_Exercise goal_.
Output exactly the lines below, starting with the line that has "Every <instance> block targets" and going on through the line that has "box: [9, 11, 320, 180]", both included, and no other lines.

_Available data_.
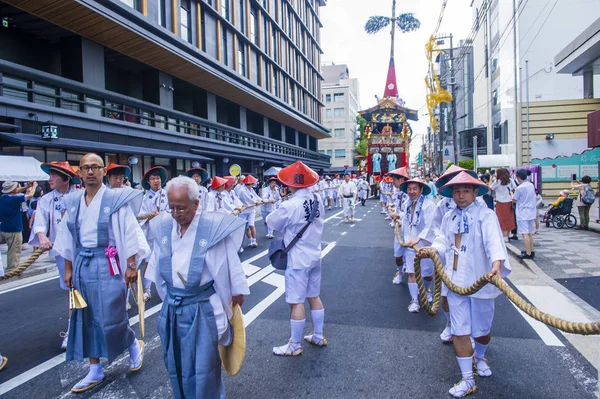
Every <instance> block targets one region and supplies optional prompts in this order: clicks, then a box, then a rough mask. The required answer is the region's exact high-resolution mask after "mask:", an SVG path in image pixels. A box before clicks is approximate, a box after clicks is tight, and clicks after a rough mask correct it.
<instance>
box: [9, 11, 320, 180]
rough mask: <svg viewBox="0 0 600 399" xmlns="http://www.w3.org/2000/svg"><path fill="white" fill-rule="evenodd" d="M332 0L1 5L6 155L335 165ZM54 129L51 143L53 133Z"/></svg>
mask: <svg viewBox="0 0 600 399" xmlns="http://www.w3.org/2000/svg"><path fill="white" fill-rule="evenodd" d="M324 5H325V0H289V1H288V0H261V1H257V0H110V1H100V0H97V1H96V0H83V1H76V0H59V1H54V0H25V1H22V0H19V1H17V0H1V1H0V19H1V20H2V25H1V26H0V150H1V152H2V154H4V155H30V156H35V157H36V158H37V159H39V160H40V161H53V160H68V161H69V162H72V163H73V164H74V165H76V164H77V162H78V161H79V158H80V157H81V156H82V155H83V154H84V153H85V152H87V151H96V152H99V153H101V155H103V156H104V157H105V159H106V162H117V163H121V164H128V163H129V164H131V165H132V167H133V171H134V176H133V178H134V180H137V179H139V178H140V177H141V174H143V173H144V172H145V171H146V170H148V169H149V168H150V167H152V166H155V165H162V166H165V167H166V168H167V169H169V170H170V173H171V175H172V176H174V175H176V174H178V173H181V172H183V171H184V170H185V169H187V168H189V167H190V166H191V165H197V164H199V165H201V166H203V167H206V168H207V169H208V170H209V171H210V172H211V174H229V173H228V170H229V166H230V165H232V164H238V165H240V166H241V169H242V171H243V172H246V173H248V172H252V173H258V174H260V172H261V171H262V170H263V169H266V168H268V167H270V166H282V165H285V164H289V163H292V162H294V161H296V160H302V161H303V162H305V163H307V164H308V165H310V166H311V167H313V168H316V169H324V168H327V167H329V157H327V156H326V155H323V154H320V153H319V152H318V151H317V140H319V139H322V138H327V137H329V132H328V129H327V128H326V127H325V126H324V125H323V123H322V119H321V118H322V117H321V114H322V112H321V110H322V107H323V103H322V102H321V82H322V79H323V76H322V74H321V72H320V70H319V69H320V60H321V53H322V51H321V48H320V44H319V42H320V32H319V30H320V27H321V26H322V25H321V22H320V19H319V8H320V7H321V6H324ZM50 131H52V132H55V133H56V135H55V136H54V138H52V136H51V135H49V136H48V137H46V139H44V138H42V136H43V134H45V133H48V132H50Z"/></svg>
...
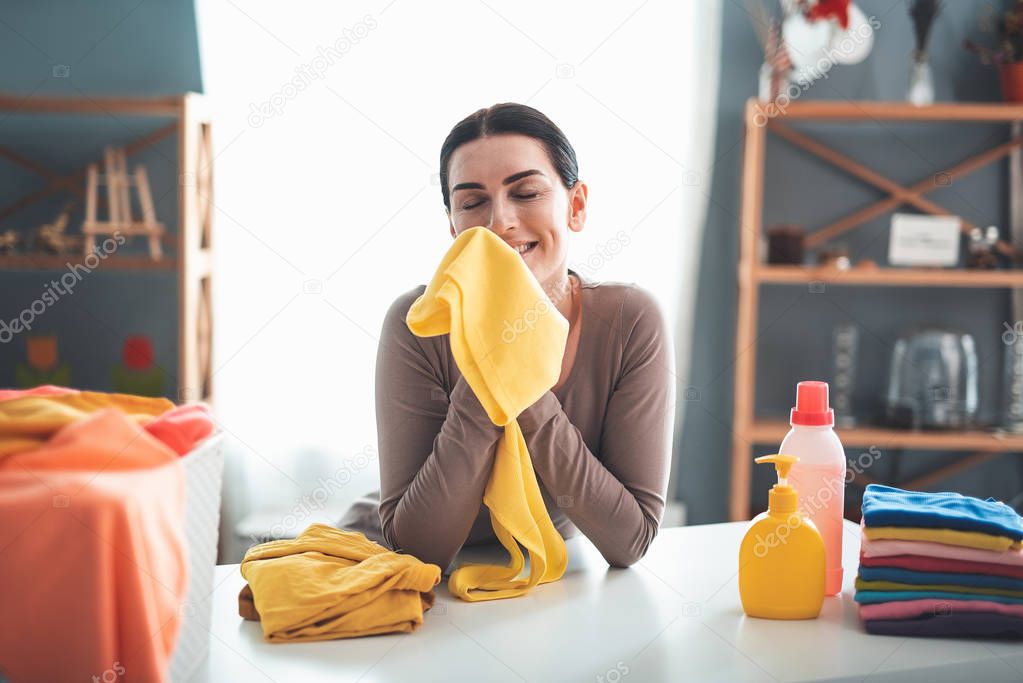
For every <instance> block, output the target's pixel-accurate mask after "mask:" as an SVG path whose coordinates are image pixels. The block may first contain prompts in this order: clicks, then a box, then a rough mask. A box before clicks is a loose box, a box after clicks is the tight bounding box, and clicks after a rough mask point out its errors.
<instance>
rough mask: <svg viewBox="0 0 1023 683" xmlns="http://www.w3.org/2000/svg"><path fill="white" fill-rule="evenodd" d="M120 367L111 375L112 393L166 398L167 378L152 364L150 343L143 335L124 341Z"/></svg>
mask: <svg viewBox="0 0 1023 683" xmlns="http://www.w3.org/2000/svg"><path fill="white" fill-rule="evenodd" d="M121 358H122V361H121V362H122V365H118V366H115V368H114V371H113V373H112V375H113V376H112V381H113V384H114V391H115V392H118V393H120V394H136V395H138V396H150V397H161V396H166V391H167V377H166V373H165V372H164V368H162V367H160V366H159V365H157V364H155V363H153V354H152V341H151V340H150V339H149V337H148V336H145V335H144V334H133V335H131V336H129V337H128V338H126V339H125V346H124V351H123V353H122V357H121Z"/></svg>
---
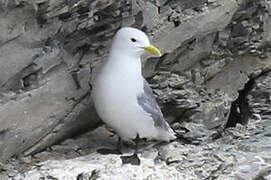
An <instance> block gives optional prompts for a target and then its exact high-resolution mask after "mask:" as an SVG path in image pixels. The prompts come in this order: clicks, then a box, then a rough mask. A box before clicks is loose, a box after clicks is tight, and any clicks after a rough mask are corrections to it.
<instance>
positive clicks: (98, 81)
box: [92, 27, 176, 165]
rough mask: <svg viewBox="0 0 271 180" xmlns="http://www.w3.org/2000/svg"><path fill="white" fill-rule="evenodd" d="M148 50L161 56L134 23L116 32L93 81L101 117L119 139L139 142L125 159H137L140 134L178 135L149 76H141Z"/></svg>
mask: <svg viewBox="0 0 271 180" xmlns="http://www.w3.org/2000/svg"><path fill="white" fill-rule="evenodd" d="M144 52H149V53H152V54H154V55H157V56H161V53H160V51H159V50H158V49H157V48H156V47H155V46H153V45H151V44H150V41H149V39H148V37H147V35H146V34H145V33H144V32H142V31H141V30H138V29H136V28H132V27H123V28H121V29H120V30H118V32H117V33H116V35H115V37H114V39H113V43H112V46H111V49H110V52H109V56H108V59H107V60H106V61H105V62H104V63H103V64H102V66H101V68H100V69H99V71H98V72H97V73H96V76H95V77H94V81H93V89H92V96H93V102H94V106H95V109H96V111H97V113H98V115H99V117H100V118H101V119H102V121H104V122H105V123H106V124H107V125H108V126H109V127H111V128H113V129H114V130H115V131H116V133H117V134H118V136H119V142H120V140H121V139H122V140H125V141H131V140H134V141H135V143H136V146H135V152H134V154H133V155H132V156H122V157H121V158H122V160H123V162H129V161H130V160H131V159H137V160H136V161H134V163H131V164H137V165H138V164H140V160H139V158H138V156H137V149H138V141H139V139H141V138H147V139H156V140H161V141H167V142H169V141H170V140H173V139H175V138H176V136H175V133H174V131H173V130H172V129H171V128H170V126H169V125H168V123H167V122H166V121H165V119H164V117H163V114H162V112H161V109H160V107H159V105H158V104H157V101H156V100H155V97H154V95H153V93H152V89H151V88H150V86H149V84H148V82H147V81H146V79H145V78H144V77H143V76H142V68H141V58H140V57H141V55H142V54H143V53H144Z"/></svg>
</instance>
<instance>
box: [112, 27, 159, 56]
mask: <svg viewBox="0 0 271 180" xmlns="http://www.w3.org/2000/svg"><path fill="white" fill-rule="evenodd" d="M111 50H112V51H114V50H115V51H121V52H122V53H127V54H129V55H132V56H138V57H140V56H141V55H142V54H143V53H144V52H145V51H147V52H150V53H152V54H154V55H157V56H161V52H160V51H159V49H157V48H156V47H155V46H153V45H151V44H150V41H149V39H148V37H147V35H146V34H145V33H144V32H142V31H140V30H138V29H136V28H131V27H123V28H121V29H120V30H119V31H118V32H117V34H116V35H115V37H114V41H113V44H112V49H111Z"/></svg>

_Solution for this problem_.
Every <instance> block targets one region and supplies optional prompts in this order: clicks, then a box, then a rough mask. The required answer is the region's exact high-resolution mask after "mask:", an SVG path in image pixels. A box before clicks is approximate, a box after clicks is tight, and clicks after a rough mask correct it.
<instance>
box: [9, 11, 320, 180]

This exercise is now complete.